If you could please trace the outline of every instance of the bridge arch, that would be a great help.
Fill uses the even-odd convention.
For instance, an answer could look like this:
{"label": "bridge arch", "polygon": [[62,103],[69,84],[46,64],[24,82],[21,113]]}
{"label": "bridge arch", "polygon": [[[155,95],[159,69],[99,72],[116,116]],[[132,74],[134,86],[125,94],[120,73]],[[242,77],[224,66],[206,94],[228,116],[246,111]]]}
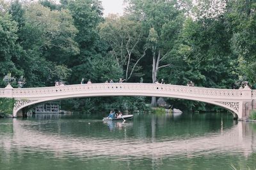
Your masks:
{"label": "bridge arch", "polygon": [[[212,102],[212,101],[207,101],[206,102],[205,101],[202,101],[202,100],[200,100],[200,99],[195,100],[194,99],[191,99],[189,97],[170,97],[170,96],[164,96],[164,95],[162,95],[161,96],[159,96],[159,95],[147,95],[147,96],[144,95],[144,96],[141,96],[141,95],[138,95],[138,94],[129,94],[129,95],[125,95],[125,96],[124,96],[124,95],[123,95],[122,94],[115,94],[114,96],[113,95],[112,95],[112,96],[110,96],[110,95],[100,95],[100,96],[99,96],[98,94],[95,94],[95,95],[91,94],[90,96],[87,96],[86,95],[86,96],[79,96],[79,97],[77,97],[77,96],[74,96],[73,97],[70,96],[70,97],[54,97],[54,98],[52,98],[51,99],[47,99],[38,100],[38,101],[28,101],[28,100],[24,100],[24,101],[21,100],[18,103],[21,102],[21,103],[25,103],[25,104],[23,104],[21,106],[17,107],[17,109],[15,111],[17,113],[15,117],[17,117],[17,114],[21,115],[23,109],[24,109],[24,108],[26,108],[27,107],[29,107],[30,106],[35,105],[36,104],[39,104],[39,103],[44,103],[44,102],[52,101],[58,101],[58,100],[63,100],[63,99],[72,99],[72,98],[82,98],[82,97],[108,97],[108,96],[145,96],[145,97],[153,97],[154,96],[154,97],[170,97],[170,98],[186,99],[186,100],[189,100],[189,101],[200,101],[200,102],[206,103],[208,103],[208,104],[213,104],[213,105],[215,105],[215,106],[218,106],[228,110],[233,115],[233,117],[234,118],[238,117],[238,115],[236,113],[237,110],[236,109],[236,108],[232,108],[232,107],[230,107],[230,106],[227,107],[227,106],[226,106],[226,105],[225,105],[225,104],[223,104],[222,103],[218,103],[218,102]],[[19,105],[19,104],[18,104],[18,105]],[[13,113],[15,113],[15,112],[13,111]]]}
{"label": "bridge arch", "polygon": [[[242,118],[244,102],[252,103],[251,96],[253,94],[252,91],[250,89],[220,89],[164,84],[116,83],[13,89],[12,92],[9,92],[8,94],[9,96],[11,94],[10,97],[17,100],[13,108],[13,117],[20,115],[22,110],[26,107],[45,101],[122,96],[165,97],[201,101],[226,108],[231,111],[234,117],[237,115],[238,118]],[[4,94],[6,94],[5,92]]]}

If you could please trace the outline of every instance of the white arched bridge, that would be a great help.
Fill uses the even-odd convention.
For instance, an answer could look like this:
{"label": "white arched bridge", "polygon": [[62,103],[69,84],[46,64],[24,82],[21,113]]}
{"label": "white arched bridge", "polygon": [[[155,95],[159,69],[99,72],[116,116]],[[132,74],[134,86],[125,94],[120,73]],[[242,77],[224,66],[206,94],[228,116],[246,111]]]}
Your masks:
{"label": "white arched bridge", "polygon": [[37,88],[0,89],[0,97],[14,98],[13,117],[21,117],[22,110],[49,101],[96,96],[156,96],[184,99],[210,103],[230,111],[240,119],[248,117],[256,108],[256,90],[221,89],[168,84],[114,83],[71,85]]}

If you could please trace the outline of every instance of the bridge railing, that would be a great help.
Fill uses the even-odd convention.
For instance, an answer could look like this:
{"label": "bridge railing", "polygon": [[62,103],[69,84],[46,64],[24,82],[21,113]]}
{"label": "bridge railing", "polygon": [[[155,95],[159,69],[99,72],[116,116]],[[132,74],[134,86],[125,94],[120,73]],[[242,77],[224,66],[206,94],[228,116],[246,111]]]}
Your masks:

+++++

# GIVEN EXERCISE:
Copy out all the records exactly, excluding pictures.

# EXERCISE SOLUTION:
If you could please trace the outline of every instance of the bridge arch, that would be a great help.
Fill uses the even-odd convention.
For instance, an answer could look like this:
{"label": "bridge arch", "polygon": [[62,103],[69,84],[46,64],[24,82],[21,113]]}
{"label": "bridge arch", "polygon": [[[155,95],[159,69],[99,72],[116,116]],[[132,74],[134,86],[125,94],[120,73]],[[242,77],[224,66],[206,94],[228,116],[246,111]]]}
Your masks:
{"label": "bridge arch", "polygon": [[[212,102],[212,101],[207,101],[206,102],[205,101],[202,101],[202,100],[200,100],[200,99],[195,100],[194,99],[191,99],[189,97],[170,97],[170,96],[164,96],[164,95],[162,95],[161,96],[159,96],[159,95],[147,95],[147,96],[144,95],[144,96],[141,96],[141,95],[138,95],[138,94],[129,94],[129,95],[125,95],[125,96],[124,96],[124,95],[123,95],[122,94],[115,94],[114,96],[113,95],[112,95],[112,96],[110,96],[110,95],[100,95],[100,96],[99,96],[98,94],[95,94],[95,95],[91,94],[90,96],[87,96],[86,95],[86,96],[79,96],[79,97],[77,97],[77,96],[74,96],[73,97],[70,96],[70,97],[54,97],[54,98],[52,98],[51,99],[47,99],[38,100],[38,101],[28,101],[28,100],[24,100],[24,101],[21,100],[18,103],[21,102],[21,103],[25,103],[25,104],[23,104],[21,106],[17,107],[17,109],[15,111],[17,113],[15,117],[17,117],[17,114],[21,115],[23,109],[24,109],[24,108],[26,108],[27,107],[29,107],[30,106],[35,105],[36,104],[39,104],[39,103],[44,103],[44,102],[52,101],[58,101],[58,100],[63,100],[63,99],[72,99],[72,98],[82,98],[82,97],[108,97],[108,96],[145,96],[145,97],[153,97],[154,96],[154,97],[170,97],[170,98],[186,99],[186,100],[189,100],[189,101],[200,101],[200,102],[206,103],[208,103],[208,104],[213,104],[213,105],[215,105],[215,106],[218,106],[228,110],[233,115],[233,117],[234,118],[238,117],[238,115],[236,113],[237,110],[236,109],[236,108],[232,108],[232,107],[230,107],[230,106],[227,107],[227,106],[226,106],[226,105],[225,105],[225,104],[223,104],[222,103],[218,103],[218,102]],[[19,105],[19,104],[18,104],[18,105]],[[13,113],[15,113],[15,112],[13,111]]]}
{"label": "bridge arch", "polygon": [[[242,118],[244,102],[252,103],[251,96],[253,94],[252,91],[250,89],[220,89],[164,84],[116,83],[13,89],[12,92],[9,92],[8,94],[9,96],[11,94],[10,97],[17,100],[13,108],[13,117],[20,115],[22,110],[26,107],[45,101],[122,96],[165,97],[201,101],[226,108],[231,111],[234,117],[237,115],[238,118]],[[4,94],[6,94],[5,92]]]}

If you could please trace the outline of every instance of the white arched bridge, that would be a great help.
Fill uses the even-odd convention.
For instance, an answer could look like this:
{"label": "white arched bridge", "polygon": [[62,103],[69,84],[46,64],[24,82],[21,113]]}
{"label": "white arched bridge", "polygon": [[[155,95],[159,69],[99,72],[116,116]],[[132,74],[134,86],[125,94],[120,73]],[[242,77],[224,66],[206,94],[228,116],[246,111]]]}
Your masks:
{"label": "white arched bridge", "polygon": [[37,88],[0,89],[0,97],[14,98],[13,117],[21,117],[22,110],[49,101],[96,96],[156,96],[184,99],[210,103],[230,111],[240,119],[248,117],[256,108],[256,90],[221,89],[168,84],[114,83],[71,85]]}

If you could please trace the outline of every instance of the bridge railing, that would be a great help.
Fill uses the even-odd convention.
For instance, an answer could look like this:
{"label": "bridge railing", "polygon": [[62,103],[69,84],[46,64],[24,82],[21,113]]}
{"label": "bridge railing", "polygon": [[[155,95],[159,69],[99,72],[116,116]],[[132,74],[134,86],[125,94],[120,73]],[[242,77],[224,66],[206,94],[228,116],[246,111]]]}
Your masks:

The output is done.